Indichi quante righe dei dati seguenti contengono la parola "dark", riportando soltanto il numero.

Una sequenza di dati
·····
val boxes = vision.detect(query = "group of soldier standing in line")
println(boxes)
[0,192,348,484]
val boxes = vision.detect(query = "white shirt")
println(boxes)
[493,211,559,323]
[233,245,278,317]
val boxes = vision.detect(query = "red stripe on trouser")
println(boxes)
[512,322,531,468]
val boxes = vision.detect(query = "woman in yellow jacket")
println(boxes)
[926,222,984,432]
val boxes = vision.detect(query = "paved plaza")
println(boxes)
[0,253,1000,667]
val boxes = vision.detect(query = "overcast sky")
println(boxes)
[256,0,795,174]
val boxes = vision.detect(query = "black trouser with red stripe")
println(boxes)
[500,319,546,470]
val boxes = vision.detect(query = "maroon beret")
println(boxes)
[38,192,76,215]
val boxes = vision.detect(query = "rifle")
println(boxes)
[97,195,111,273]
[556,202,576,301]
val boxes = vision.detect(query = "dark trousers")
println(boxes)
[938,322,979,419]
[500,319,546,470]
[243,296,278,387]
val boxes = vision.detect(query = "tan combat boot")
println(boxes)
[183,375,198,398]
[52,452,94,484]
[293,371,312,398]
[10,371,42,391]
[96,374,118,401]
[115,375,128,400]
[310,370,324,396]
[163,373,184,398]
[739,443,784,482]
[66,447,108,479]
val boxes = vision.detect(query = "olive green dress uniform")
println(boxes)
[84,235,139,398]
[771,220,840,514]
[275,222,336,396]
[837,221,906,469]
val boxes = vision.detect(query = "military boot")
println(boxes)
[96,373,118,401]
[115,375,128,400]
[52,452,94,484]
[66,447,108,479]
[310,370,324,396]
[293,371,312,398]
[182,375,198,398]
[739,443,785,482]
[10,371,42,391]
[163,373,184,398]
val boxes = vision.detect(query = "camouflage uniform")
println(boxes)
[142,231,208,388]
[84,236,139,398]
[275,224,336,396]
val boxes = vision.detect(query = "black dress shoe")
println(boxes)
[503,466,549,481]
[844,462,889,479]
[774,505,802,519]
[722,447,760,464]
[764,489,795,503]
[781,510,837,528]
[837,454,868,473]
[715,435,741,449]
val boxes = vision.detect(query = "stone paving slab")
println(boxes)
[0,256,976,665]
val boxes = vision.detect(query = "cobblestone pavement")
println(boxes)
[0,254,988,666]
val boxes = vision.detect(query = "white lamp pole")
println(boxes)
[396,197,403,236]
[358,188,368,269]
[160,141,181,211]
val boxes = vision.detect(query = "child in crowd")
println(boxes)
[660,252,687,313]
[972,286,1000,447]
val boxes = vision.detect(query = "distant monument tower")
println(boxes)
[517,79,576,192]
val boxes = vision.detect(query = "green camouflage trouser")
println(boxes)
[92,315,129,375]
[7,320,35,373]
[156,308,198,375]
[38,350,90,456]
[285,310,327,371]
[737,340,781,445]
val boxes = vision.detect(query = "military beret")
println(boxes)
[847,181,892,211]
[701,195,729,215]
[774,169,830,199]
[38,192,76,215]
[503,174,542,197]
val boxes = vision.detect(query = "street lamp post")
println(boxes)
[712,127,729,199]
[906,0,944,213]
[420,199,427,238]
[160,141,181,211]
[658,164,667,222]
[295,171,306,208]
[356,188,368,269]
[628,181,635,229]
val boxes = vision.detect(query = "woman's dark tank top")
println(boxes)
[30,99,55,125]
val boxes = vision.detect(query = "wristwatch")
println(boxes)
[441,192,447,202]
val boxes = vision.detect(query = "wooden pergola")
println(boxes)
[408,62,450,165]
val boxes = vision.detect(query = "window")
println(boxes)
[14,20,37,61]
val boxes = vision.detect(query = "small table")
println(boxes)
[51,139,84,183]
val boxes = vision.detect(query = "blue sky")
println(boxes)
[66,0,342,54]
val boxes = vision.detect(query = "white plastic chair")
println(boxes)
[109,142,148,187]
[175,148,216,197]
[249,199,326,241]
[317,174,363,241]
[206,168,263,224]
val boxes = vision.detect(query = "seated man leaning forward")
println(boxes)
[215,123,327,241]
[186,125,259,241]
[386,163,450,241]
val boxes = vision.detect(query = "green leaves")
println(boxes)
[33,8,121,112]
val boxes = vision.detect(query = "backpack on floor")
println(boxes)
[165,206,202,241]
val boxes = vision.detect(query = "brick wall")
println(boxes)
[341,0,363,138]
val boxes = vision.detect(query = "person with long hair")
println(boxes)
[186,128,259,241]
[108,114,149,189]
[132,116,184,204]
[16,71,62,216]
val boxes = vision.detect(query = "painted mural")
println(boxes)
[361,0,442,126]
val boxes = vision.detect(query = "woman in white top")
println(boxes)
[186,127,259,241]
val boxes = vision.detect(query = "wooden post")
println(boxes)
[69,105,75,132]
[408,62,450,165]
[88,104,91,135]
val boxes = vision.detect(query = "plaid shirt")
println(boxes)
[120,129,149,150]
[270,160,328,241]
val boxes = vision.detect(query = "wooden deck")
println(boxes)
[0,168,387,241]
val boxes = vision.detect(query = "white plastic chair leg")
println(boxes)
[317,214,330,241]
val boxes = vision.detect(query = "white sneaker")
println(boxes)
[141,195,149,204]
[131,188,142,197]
·····
SOLUZIONE SCRITTA
2